TASK TO CARRY OUT
Except for the pictures, write out all the records that follow exactly.

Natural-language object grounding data
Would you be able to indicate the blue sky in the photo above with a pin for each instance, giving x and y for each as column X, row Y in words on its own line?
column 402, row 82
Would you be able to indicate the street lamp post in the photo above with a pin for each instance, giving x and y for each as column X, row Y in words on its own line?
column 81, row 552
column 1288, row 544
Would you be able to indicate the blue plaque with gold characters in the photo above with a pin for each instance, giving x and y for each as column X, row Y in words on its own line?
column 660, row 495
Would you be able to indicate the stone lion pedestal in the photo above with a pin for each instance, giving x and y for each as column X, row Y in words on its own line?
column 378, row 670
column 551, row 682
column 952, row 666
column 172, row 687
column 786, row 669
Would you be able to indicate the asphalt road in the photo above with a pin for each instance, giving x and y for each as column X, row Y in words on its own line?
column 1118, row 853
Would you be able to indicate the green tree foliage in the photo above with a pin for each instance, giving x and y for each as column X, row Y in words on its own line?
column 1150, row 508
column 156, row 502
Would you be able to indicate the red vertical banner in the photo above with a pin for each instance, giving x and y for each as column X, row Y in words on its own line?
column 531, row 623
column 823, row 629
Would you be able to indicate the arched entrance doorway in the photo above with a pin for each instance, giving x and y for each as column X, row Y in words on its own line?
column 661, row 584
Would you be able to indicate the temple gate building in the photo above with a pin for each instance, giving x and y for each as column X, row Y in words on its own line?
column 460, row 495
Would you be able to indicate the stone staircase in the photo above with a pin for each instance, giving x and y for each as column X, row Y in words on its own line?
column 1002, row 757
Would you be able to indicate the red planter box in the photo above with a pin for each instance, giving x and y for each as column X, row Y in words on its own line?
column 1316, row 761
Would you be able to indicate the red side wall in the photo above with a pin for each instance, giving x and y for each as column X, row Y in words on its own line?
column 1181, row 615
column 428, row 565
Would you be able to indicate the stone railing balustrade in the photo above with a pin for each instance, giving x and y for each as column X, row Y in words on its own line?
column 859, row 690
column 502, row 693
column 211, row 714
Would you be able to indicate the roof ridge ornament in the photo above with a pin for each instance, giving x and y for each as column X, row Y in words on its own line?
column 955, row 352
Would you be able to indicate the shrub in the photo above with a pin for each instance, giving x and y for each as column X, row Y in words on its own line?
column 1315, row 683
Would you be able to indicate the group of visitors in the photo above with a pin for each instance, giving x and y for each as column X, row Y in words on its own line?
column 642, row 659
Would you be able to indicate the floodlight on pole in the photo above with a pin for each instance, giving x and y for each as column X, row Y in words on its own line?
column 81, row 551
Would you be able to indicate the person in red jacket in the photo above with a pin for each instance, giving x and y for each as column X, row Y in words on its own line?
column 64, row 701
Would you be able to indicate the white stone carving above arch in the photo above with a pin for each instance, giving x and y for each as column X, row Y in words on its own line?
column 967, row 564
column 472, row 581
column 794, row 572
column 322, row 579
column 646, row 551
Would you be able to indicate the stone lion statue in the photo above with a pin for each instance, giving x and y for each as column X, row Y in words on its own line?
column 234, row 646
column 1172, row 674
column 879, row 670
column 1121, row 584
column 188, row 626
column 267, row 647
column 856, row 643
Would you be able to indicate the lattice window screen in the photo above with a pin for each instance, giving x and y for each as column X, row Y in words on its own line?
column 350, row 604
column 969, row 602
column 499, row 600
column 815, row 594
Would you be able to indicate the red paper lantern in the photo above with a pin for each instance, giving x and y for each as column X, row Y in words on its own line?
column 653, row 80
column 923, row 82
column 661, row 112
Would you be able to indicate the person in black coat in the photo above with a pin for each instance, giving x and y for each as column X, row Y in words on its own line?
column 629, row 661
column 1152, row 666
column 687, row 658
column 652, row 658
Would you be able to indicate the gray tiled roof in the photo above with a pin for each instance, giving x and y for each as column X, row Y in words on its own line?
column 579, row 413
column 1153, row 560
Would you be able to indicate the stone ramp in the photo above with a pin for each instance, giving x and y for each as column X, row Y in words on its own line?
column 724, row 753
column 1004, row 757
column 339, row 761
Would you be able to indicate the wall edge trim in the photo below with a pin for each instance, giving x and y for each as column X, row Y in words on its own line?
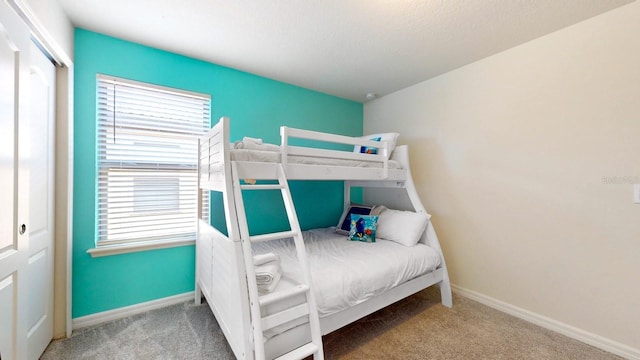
column 586, row 337
column 119, row 313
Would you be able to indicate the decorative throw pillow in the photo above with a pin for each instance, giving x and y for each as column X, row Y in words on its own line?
column 390, row 138
column 363, row 228
column 344, row 225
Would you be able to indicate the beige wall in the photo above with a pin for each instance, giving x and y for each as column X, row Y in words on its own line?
column 526, row 159
column 55, row 21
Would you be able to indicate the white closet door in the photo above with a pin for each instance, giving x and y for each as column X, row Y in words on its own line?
column 14, row 181
column 41, row 232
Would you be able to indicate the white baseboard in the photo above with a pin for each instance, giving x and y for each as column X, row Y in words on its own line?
column 554, row 325
column 99, row 318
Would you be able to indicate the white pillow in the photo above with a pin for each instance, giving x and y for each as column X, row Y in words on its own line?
column 403, row 227
column 390, row 138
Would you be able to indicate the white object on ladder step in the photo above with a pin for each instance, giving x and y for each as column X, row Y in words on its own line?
column 307, row 308
column 284, row 316
column 273, row 236
column 262, row 187
column 282, row 294
column 300, row 353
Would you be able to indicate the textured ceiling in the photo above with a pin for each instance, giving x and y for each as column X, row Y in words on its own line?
column 345, row 48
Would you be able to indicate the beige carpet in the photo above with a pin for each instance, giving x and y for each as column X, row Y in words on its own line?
column 418, row 327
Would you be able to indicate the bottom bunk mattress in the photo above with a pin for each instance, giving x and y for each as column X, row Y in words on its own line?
column 346, row 273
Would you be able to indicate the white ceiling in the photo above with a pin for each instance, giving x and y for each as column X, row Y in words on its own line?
column 345, row 48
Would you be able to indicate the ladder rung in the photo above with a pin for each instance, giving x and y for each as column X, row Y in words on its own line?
column 262, row 187
column 283, row 294
column 273, row 236
column 284, row 316
column 300, row 353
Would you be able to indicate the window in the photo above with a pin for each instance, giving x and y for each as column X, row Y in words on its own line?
column 147, row 163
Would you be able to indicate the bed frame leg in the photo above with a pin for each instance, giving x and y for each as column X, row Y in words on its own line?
column 445, row 293
column 198, row 295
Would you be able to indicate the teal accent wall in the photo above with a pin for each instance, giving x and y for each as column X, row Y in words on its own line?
column 257, row 107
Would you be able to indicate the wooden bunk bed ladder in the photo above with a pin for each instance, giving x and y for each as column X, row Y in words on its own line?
column 261, row 323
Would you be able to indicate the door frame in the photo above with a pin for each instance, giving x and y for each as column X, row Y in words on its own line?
column 63, row 218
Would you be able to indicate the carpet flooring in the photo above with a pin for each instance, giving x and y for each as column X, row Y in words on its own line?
column 418, row 327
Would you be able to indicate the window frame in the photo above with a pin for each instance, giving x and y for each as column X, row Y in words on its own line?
column 172, row 169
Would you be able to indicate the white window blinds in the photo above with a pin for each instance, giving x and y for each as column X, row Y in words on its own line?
column 147, row 162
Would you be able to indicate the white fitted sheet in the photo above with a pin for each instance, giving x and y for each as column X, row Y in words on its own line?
column 346, row 273
column 272, row 156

PROBLEM SOLUTION
Would you be able to indicate the blue sky in the photo above with a pin for each instance, giving x and y for each as column X, row Y in words on its own line?
column 402, row 82
Would you be able to indicate the street lamp post in the photo above with a pin for each instance, giving x and y for each as column X, row Y in words on its own line?
column 81, row 552
column 1288, row 544
Would you be able to indicate the blue plaque with gold characters in the photo above with a pin for each instance, giving x and y for each as column X, row Y in words on its own line?
column 660, row 495
Would you be able to indicate the stone lion pedestal in the photo above with a pin for each instance, giving x and y for each as column X, row Y in words on its own line?
column 378, row 670
column 551, row 682
column 952, row 666
column 172, row 687
column 786, row 669
Would you be able to indicate the asphalt road in the photo above with a pin for each instance, giving x and y for each as column X, row Y in words on its own line?
column 1118, row 853
Would you be able to indicate the green tree foliage in the photo above with a pin for each instance, giving x and y for each as column X, row Y in words on its own line?
column 1150, row 508
column 156, row 502
Would you be able to indicate the red vertical banner in the photo above with a pin for each instance, giving x and y for each as column X, row Y in words on its own line?
column 531, row 623
column 823, row 629
Would you be able to indicate the arched entrance doorway in the photo above with a pin for each instance, giving x and y for each as column X, row Y in words on its own line?
column 661, row 584
Would you be able to indicate the temple gate building in the photo above with a pin for each instance, giving x and y for each as column X, row Y in words on its own line?
column 460, row 495
Would you be able to indicate the stone staircase in the photo above with a pin for each instance, giving x and y for each as column X, row Y in words on its own line?
column 1002, row 757
Would you be able to indicate the red planter box in the photo above with a pin for each instance, giving x and y for each as column X, row Y in words on its own line?
column 1316, row 761
Would you be able to indicate the red side wall in the photo above with a pin for each instance, giving x and y for each as column X, row Y in words on its own line?
column 1181, row 615
column 428, row 565
Would you be able to indicate the stone railing balustrade in the photo above with a pin for each instance, giving x and y for each as column X, row Y in words on its own line?
column 859, row 690
column 502, row 693
column 211, row 714
Would you be able to indicate the roof ridge ornament in the photo above with a pin for each instance, giving x and y for each as column X, row Y in words on its own line?
column 955, row 352
Would you be able to indicate the shrub in the photo above with a pin for each instance, giving x and y for each as column X, row Y in words on its own line?
column 1315, row 683
Would you be able to indicate the group of visitors in the photo above with a pin for each instance, giving x and y for each as column X, row Y in words on its own line?
column 642, row 659
Would you be able to indicate the floodlight on pole in the photo above with a pin for each instance, giving x and y for each as column X, row Y in words on its own line?
column 81, row 551
Would you be able to indicate the person in red jacket in the photo above with a pin for each instance, giving x and y for each as column X, row Y in words on its own line?
column 64, row 701
Would you be able to indicate the white stone carving above arch in the photo above with a pin for each instance, giving x and y for each as column X, row Y in words on its own line?
column 967, row 564
column 472, row 581
column 794, row 572
column 322, row 579
column 646, row 551
Would you be able to indicate the stone lion statue in the photo above with a pin for each instance, giving x and y for each as column X, row Y in words on its own line?
column 234, row 646
column 1172, row 674
column 879, row 670
column 1121, row 584
column 188, row 626
column 267, row 647
column 856, row 643
Would you be able to indicate the lattice window screen in the photo above with a pin for each instance, giving x and y for each as column X, row Y in words on its own line?
column 350, row 604
column 969, row 602
column 499, row 600
column 815, row 594
Would you be able to indicate the red paper lantern in the photo above with a pin for each instance, giving x and y for each as column X, row Y in words on its own line?
column 653, row 80
column 923, row 82
column 661, row 112
Would you be able to indicate the person in black coat in the photo above with a pin for each instance, giving x and y for each as column X, row Y in words on its own line?
column 629, row 661
column 1152, row 666
column 687, row 658
column 652, row 658
Would you be able to indicate the gray tiled roof in the photo above with a pin for each instance, giving x and y for each as column X, row Y in words on its own line?
column 579, row 413
column 1153, row 560
Would you be able to indicate the stone ramp in the photo above with a pin for each instance, giving x and y for each as column X, row Y in words on its own line?
column 724, row 753
column 1004, row 757
column 339, row 761
Would you be able to indicate the wall edge trim in the photo below with a pin for each instance, giving x and y for each as column X, row Y in words on its own line?
column 586, row 337
column 119, row 313
Would you be able to indicate the decorative throw pillow in the photo above with a pin for each instance, giving x and y for each as column X, row Y in words on its own line?
column 390, row 138
column 363, row 228
column 344, row 225
Would you be able to indicate the beige wall in the photo above with a pin for each instance, giving x and y for each as column X, row Y in words on its own line?
column 526, row 159
column 55, row 21
Would you be able to indicate the white closet door in the photo above with a pin for each instance, giving x and y for each as column X, row Y in words on its own line?
column 14, row 181
column 41, row 232
Would you be able to indicate the white baseboard in the photo above with a pin for each instance, giving x and y for each as column X, row Y in words on its own line?
column 554, row 325
column 99, row 318
Would you be able to indicate the white pillow in the photo above with a pin for each instance, giving x and y for each as column X, row Y in words on its own line?
column 403, row 227
column 390, row 138
Would you be able to indicate the white object on ladder step in the photo above with a pin for each instance, giving x and y for each as column X, row Y in words on its own line?
column 307, row 308
column 284, row 316
column 273, row 236
column 262, row 187
column 282, row 294
column 300, row 353
Would you be able to indicate the textured ceiling in the photo above with a pin for each instance, giving x and y for each as column X, row Y in words on its own line?
column 345, row 48
Would you be able to indicate the beige carpet in the photo above with a pin for each instance, giving x and y for each as column X, row Y in words on its own line?
column 418, row 327
Would you be able to indicate the bottom bunk mattress in the photo above with a pin for each instance, giving x and y for each as column X, row Y in words on its own line?
column 346, row 273
Would you be able to indicate the white ceiling in the photo above with a pin for each instance, giving x and y for each as column X, row Y in words on its own line?
column 345, row 48
Would you be able to indicate the ladder rung in the photo above with a pin for each instance, giving x and y for each as column X, row Y in words on its own line?
column 262, row 187
column 283, row 294
column 273, row 236
column 284, row 316
column 300, row 353
Would you be able to indicate the window in the photo above with a pin for each instance, giving x and y for each as column X, row Y in words on its own line?
column 147, row 163
Would you be able to indicate the bed frame leg in the photo above with a pin for each instance, giving x and y for each as column X, row Y in words on its own line?
column 445, row 293
column 198, row 295
Would you be able to indicate the teal accent wall in the photo above with a pin for each instance, giving x and y for each as column X, row Y in words on its own line?
column 257, row 107
Would you be able to indicate the wooden bunk bed ladder in the photo above with a pin for each instance, giving x and y for each as column X, row Y in words on its own line?
column 261, row 323
Would you be able to indicate the door frame in the photo above with a pin for each instance, giving x and y for each as column X, row Y in words on its own line?
column 63, row 218
Would you be able to indicate the carpet flooring in the photo above with a pin for each instance, giving x and y for each as column X, row Y in words on its own line?
column 418, row 327
Would you be able to indicate the window frame in the photo above with a pin for each instance, giving x and y for each as column X, row Y in words on its own line?
column 172, row 169
Would you be able to indicate the white window blinds in the photo above with a pin for each instance, giving x and y for each as column X, row Y in words on its own line?
column 147, row 162
Would you be able to indicate the white fitted sheet in the photo above with a pin for each instance, giving x and y for each as column X, row Y in words on its own line?
column 346, row 273
column 272, row 156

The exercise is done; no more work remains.